* ASSIGNMENT
Word for word, copy the line containing "Could you please indicate the rattlesnake" and each line after it in the records below, ending with the last line.

* SUPPLIED RECORDS

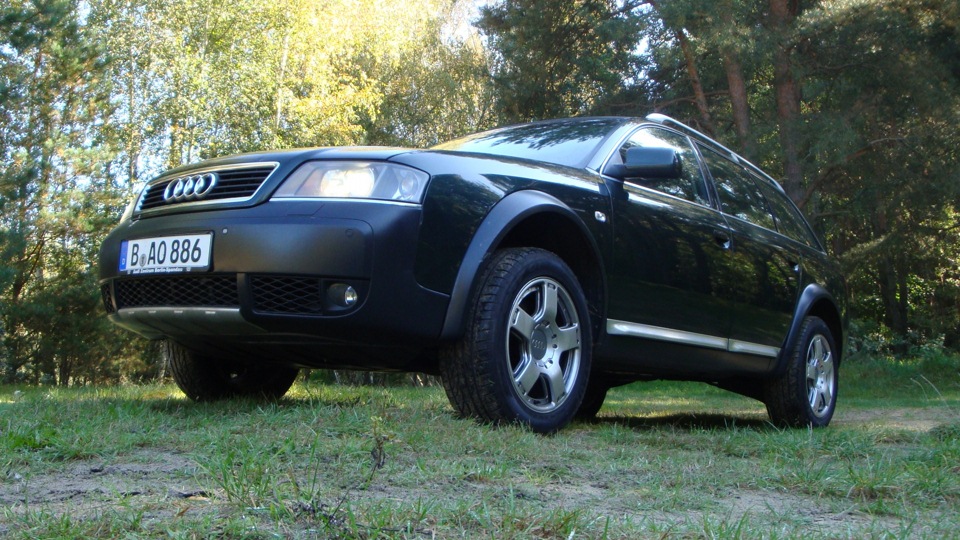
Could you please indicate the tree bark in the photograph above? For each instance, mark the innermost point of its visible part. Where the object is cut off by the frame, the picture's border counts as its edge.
(700, 97)
(738, 103)
(787, 92)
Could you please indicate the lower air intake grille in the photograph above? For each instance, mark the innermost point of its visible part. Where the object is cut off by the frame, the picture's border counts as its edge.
(182, 291)
(287, 295)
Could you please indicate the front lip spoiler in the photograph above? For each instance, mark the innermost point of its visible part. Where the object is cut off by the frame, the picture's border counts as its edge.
(156, 322)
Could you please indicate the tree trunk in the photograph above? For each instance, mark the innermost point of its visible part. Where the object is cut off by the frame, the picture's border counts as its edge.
(787, 91)
(739, 104)
(699, 96)
(738, 93)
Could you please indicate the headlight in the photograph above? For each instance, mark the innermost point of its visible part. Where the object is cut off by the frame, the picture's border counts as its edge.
(350, 179)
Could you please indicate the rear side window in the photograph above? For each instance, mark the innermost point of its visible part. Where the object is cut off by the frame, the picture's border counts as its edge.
(739, 195)
(789, 219)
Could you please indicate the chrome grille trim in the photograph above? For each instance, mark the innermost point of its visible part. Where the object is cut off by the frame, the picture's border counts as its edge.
(235, 183)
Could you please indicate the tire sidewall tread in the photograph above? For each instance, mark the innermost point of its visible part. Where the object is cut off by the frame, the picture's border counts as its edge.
(473, 370)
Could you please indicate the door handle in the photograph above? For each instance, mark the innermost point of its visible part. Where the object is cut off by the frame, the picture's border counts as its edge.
(722, 239)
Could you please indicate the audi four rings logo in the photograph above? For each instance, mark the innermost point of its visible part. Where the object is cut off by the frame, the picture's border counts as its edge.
(190, 188)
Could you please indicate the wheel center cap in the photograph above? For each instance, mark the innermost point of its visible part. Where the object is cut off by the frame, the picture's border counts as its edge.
(538, 344)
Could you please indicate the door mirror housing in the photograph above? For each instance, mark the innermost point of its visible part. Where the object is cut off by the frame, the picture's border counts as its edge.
(647, 162)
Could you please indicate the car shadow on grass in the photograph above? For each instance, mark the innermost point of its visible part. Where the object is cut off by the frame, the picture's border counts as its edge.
(686, 421)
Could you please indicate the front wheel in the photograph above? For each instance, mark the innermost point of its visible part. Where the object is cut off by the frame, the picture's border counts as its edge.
(526, 354)
(806, 395)
(205, 378)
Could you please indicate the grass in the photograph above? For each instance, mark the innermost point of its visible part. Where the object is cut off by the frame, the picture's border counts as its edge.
(663, 460)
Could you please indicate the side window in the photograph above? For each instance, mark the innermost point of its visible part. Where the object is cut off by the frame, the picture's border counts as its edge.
(690, 185)
(789, 219)
(739, 195)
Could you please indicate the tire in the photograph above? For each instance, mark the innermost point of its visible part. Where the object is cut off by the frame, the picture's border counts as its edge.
(592, 401)
(526, 354)
(806, 394)
(205, 378)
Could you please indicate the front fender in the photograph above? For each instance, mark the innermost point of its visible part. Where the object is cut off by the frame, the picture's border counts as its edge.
(509, 212)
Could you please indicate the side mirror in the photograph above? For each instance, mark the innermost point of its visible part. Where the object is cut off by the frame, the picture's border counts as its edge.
(653, 162)
(644, 162)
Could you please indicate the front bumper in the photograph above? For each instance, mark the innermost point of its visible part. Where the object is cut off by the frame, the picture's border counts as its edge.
(270, 277)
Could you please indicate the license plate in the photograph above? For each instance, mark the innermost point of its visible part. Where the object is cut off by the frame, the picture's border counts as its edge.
(166, 254)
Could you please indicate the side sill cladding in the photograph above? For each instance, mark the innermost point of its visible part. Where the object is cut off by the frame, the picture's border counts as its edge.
(498, 223)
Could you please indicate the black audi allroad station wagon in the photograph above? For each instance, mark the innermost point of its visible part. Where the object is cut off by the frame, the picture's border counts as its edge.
(532, 267)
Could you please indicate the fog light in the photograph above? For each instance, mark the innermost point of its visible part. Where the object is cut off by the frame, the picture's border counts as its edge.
(342, 294)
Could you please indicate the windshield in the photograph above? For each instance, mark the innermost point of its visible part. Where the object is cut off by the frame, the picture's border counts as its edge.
(570, 142)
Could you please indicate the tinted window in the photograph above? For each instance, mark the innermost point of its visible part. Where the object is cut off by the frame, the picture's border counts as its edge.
(739, 195)
(789, 220)
(564, 142)
(689, 185)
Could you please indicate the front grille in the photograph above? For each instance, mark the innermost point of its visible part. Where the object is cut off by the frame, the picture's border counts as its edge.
(180, 291)
(287, 295)
(232, 183)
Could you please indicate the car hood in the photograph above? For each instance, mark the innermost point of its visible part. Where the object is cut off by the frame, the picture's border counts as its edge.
(363, 153)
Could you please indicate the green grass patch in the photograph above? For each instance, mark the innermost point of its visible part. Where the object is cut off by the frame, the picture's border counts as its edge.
(665, 459)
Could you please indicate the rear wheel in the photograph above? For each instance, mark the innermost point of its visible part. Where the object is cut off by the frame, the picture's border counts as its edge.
(806, 394)
(526, 354)
(205, 378)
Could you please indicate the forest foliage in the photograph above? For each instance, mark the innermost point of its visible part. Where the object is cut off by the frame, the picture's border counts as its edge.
(851, 104)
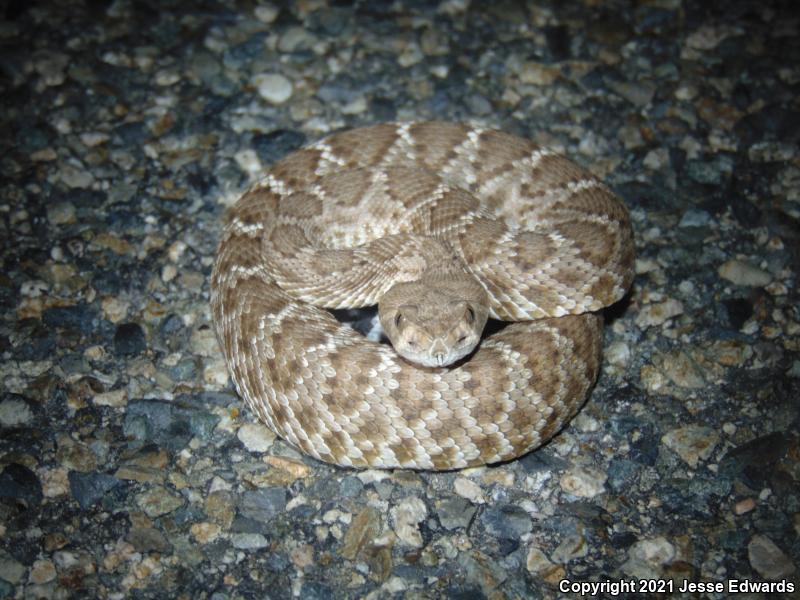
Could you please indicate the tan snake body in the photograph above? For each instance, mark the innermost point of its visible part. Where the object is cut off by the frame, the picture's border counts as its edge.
(340, 222)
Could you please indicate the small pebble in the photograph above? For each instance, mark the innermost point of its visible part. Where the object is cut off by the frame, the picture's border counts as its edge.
(744, 506)
(693, 443)
(583, 482)
(769, 561)
(406, 517)
(273, 87)
(744, 274)
(256, 437)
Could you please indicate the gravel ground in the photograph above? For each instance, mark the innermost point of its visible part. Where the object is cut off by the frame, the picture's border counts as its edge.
(129, 468)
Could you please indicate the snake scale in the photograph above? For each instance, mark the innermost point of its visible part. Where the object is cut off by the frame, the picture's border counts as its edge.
(442, 225)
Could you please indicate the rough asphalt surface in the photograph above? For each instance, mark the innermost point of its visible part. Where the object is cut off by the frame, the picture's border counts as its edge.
(129, 468)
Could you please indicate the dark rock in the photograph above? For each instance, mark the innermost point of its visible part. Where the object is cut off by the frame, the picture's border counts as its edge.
(264, 504)
(89, 488)
(274, 145)
(753, 461)
(542, 460)
(168, 424)
(132, 134)
(506, 522)
(129, 339)
(621, 473)
(558, 39)
(79, 317)
(738, 310)
(773, 122)
(19, 483)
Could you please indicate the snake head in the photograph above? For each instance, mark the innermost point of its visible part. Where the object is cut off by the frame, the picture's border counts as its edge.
(433, 325)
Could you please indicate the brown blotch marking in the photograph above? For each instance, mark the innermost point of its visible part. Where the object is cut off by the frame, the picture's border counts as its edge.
(483, 382)
(288, 240)
(301, 205)
(251, 207)
(595, 241)
(473, 240)
(553, 170)
(346, 391)
(404, 450)
(488, 446)
(595, 201)
(364, 147)
(303, 334)
(533, 250)
(410, 187)
(497, 149)
(454, 204)
(445, 459)
(337, 442)
(346, 188)
(297, 170)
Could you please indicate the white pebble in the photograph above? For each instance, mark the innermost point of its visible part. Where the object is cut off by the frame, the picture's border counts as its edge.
(256, 437)
(273, 87)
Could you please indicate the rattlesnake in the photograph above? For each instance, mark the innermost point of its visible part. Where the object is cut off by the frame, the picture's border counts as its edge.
(492, 224)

* SOLUTION FOR THIS EXERCISE
Could you please indicate the rattlesnake in the photograph above? For each instance, mark the innermost point of its visible part. Where the object is cut off by the frame, the picture's border counts as its edge.
(492, 224)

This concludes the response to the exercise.